■ REQUIRED TASK ■
Switch "mark" to "locate" in the part of the records below that opens with the first line of the records and closes with the line containing "<point>183,275</point>", and write that part out again with nothing else changed. Leave the pictures out of your answer.

■ ENTRIES PROVIDED ■
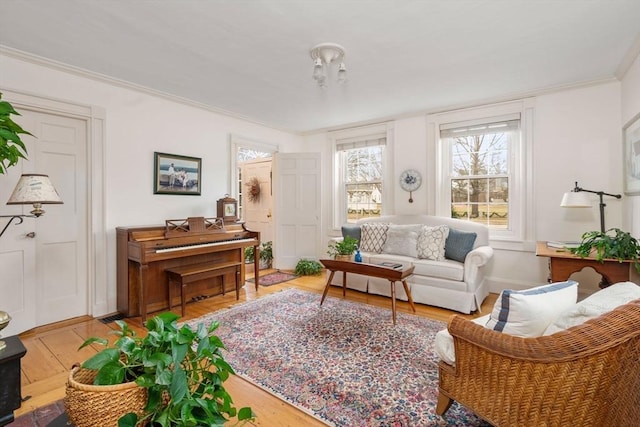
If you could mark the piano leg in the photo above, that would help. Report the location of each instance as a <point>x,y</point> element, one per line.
<point>144,269</point>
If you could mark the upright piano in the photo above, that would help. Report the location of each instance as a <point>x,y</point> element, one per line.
<point>144,253</point>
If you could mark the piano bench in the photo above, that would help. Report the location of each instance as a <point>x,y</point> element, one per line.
<point>183,275</point>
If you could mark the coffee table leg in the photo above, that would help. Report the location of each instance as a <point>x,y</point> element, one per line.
<point>393,301</point>
<point>326,288</point>
<point>344,283</point>
<point>406,289</point>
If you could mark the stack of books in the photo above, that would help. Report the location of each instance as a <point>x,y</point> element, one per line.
<point>563,245</point>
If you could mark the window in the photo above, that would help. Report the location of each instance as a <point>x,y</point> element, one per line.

■ OUTPUT FOR THIS TASK ■
If you could locate the piano leg in the photo above, that would help. Report the location of each instance as a <point>x,y</point> element, one per line.
<point>144,269</point>
If you could locate the upright piano in the photo above, that would help. Report the location of each instance as a <point>x,y</point> element, one per line.
<point>144,253</point>
If you could locate the piano bench in the photo above, that would help. Report the location of each instance as a <point>x,y</point> element, one per line.
<point>183,275</point>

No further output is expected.